-------- Page excerpt

CF 1162A - Zoning Restrictions Again
We have a street with n building positions. Every position can contain a house whose height is an integer between 0 and h. The profit from a house of height a is a², so taller houses are always better. The city imposes m zoning rules.
CF 1162A - Zoning Restrictions Again
Rating: 800
Tags: implementation
Solve time: 1m 19s
Verified: yes
Solution
Problem Understanding
We have a street with n building positions. Every position can contain a house whose height is an integer between 0 and h.
The profit from a house of height a is a², so taller houses are always better. The city imposes m zoning rules. Each rule covers a segment of positions [l, r] and says that the tallest house inside that segment cannot exceed some value x.
The task is to choose a height for every position so that all restrictions are satisfied and the total profit, the sum of squares of all heights, is as large as possible.

----------------
-------- Data shown

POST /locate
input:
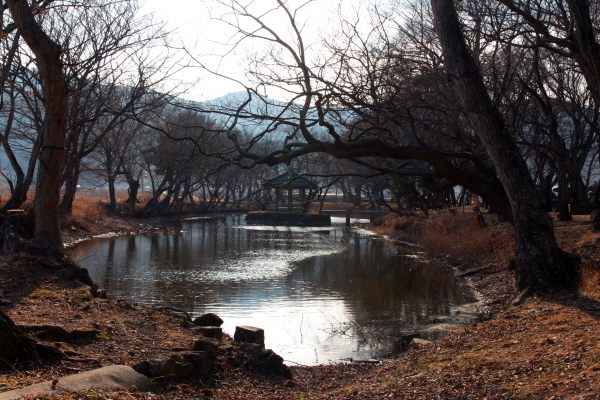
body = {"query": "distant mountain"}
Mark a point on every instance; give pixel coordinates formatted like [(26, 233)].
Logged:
[(257, 114)]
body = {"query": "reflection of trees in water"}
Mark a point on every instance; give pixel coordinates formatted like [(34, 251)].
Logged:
[(384, 292), (387, 292)]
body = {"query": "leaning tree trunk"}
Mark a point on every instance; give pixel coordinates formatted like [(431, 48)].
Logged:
[(16, 346), (540, 264), (52, 152)]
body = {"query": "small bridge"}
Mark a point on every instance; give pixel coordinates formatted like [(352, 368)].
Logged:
[(355, 214)]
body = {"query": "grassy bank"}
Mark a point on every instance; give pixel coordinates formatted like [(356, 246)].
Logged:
[(545, 347)]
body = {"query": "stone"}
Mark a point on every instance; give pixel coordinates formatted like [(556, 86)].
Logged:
[(210, 346), (191, 364), (209, 319), (265, 359), (249, 334), (111, 377), (416, 342), (401, 344), (194, 365), (149, 368), (210, 332)]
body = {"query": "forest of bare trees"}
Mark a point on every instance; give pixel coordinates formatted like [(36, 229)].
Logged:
[(400, 105)]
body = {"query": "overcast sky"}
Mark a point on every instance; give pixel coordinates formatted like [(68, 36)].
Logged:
[(192, 21)]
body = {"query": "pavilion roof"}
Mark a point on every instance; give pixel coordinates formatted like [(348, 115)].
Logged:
[(289, 180)]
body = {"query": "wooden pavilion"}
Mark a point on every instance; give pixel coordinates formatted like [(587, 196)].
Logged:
[(291, 181)]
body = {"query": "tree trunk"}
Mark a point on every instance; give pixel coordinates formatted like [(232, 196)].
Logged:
[(71, 180), (134, 186), (112, 205), (52, 152), (540, 264)]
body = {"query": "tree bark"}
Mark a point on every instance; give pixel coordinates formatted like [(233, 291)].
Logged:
[(52, 151), (540, 264)]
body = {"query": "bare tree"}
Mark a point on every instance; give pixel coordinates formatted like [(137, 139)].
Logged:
[(52, 150)]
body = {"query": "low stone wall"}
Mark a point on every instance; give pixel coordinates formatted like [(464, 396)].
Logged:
[(287, 219)]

----------------

→ Tasks to carry out
a. For the Zoning Restrictions page, decide whether each statement agrees with the text: (i) every house height is a whole number from 0 to h; (ii) a house of height a earns a profit of 2a; (iii) each zoning rule limits how short the shortest house in a segment can be. Answer yes or no for each, quoting the words of the page that settle it.
b. Reproduce, word for word, the stretch of the Zoning Restrictions page from "The task is" through "large as possible.".

→ Answers in order
a.
(i) Yes: "Every position can contain a house whose height is an integer between 0 and h."
(ii) No: "The profit from a house of height a is a²"
(iii) No: "the tallest house inside that segment cannot exceed some value x"

b.
The task is to choose a height for every position so that all restrictions are satisfied and the total profit, the sum of squares of all heights, is as large as possible.